They say it’s good to have a vision, and Microsoft is long on vision in the announcement

One day soon, complicated tasks like building a sophisticated computer model that would typically take a team of advanced software programmers months to build and days to run, will be accomplished in a single afternoon by a scientist, engineer or analyst working at the PC on their desktop. And as technology continues to advance, these models will become more complete and accurate in the way they represent the world. This will speed our ability to test new ideas, improve processes and advance our understanding of systems.

In order to realize this vision Microsoft says it will be investing in three core areas: cloud tools for technical computing (this is the angle that Microsoft evidently talked up as it was pre-briefing reporters), tools for writing parallel apps, and tools that facilitate technical computing. Since it’s not clear from my shorthand how that last one is different from the second one, here’s what Muglia had to say

Develop powerful new technical computing tools and applications: We know scientists, engineers and analysts are pushing common tools (i.e., spreadsheets and databases) to the limits with complex, data-intensive models. They need easy access to more computing power and simplified tools to increase the speed of their work. We are building a platform to do this. Our development efforts will yield new, easy-to-use tools and applications that automate data acquisition, modeling, simulation, visualization, workflow and collaboration. This will allow them to spend more time on their work and less time wrestling with complicated technology.

▶ Entries supplied:
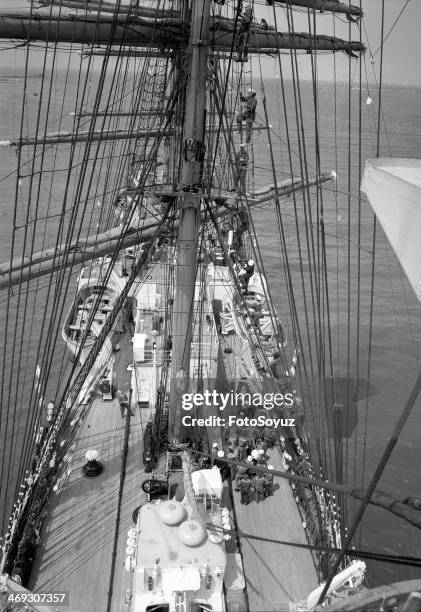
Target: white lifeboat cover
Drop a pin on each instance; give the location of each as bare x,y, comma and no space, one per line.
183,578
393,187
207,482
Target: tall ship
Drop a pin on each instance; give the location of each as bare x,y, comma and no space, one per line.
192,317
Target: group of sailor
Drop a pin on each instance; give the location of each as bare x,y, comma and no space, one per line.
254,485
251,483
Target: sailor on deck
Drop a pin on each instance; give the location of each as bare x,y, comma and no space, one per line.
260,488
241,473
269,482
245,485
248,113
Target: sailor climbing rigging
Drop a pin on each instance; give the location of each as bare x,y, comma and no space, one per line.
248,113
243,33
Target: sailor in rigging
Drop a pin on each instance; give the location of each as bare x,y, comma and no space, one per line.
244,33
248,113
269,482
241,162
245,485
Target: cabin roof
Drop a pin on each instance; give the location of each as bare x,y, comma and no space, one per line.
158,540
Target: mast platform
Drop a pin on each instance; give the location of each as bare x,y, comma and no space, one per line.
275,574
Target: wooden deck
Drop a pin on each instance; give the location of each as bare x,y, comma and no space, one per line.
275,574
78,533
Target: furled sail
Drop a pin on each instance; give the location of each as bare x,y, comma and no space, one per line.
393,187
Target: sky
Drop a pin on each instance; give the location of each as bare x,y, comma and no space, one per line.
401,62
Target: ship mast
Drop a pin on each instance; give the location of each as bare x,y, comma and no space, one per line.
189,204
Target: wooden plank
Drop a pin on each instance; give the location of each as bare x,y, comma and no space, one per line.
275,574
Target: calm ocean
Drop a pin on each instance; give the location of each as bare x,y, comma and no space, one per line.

--

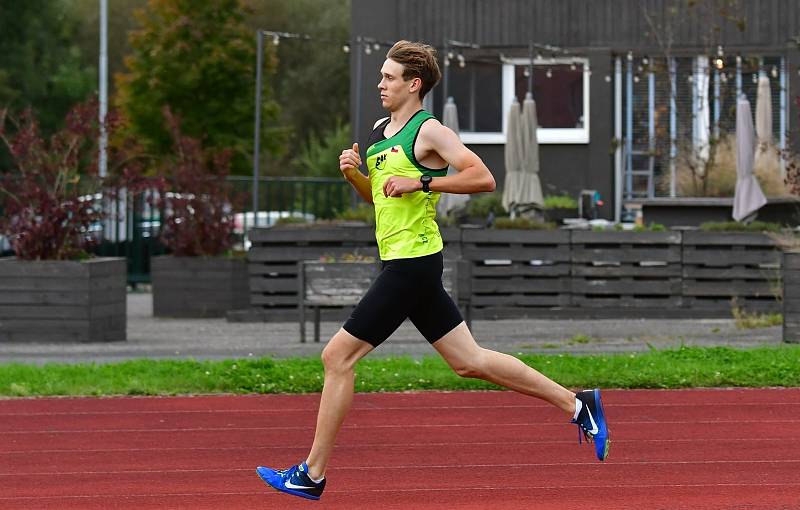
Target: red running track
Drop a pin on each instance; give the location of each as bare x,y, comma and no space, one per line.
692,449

▶ Problems:
A) The Microsoft technical computing text names the tasks that its new tools and applications will automate. List every one of them.
B) Tally the lines in the entries that contain the word "wooden". Reply with only the count.

▶ Results of the exercise:
A)
data acquisition
modeling
simulation
visualization
workflow
collaboration

B) 2